(TEXT PROVIDED):
Philosophical treatments of this topic are nice, but can lose their meaning in the face of data. Maybe some balance between the two is needed. 

Abortion is an emotionally charged act. In the interest of full disclosure, I have always believed a woman has the right to choose whether or not she will host a fetus for nine months with the lifetime commitment that follows.

The arguments too often ignore the second part of that choice. We do not have a social network capable of stepping in or even desiring to pick up that lifetime commitment.

Too many people will go overseas to adopt a Chinese or Russian or anything baby before they look around the corner to adopt a crack baby. Unfortunately, twenty years later, that unloved, unwanted baby may end up killing the foreign one the parents' adopted. I know, that sounds like a bad knock-off of a Dickensian novel.

Think about it. There are less police in big cities because they can't afford them. There are fewer capable teachers in schools because public school systems can't afford new ones and can't fire union-protected bad ones. 

I could never advocate what is implied by the statistics Levitt and Dubner advance. But it is difficult to ignore.

Michael  
DR. FISHER RESPONDS:

Michael,

Thank you for your reasoned response to this “decline in violence” thesis. 

You imply a social network is missing to husband this problem effectively.  For the past few thousand years, that problem has been designated as the responsibility of the family.  Religion institutions were the bulwark of support to sustain and stabilize that social unit.

It has failed.  Perhaps it was a responsibility that was not realistic given the dynamics of the change process. 

When people, generation after generation, changed little, and religions had the support of social stigma and ostracism for violation of its precepts, order and predictability of behavior fill somewhat in line.  That has not been the case in an ever-accelerating process of change through the twentieth and now into the twenty-first century. 

Religious institutions are anachronistic and those that head them are atavistic.  But religion is not alone in this regard as William L. Livingston points out so boldly in his works, especially DESIGN FOR PREVENTION (2011). 

Name an institution and you will see that institution attempts to reinforce the past through fear, cunning and momentum.  We are seeing this played out in a bazaar way in the present high jinx of Republican politics looking for a presidential candidate to oppose President Barak Obama in the fall.

Region pointing data
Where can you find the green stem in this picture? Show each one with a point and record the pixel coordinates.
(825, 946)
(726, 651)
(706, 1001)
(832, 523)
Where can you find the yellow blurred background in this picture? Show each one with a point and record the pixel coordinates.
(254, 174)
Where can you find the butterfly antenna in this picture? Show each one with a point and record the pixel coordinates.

(YOUR INSTRUCTIONS): Continue the exchange on abortion and the decline in violence, starting right after its final sentence.

(ANSWER AREA):
You address a specific aspect of violence and I hear you, but it is symptomatic of a much broader problem, and that is no one is in control.  I am speaking in a general as well a particular sense.  Gustave Le Bon would say we have retreated to the primitive as the mark in the sand, which kept us somewhat rational, has blown away and we cannot find our bearings. 

We dance around the problem, write books on “decline of violence” and have ample data to support our thesis, which reassures a good segment of the reading public, but it changes nothing. 

That is why I come back to William Livingston and his writings.  He has a body of work that speaks to the causes and the problem solving: THE NEW PLAGUE (1985), HAVE FUN AT WORK (1988), FRIENDS IN HIGH PLACES (1990), as well as his current work, which is at once an engineering manual and a primer on our times.  Not enough attention has been paid to him because he is not slotted with HYPE (Harvard, Yale, Princeton elitism) credentials.

If it seems I am minimizing your concerns and reflections, I am not.  You have identified some of the symptoms that are consistent with those I’ve shared. 

We constantly are telling the world “we have the best university system in the world,” and I keep asking myself, “What is that supposed to mean?”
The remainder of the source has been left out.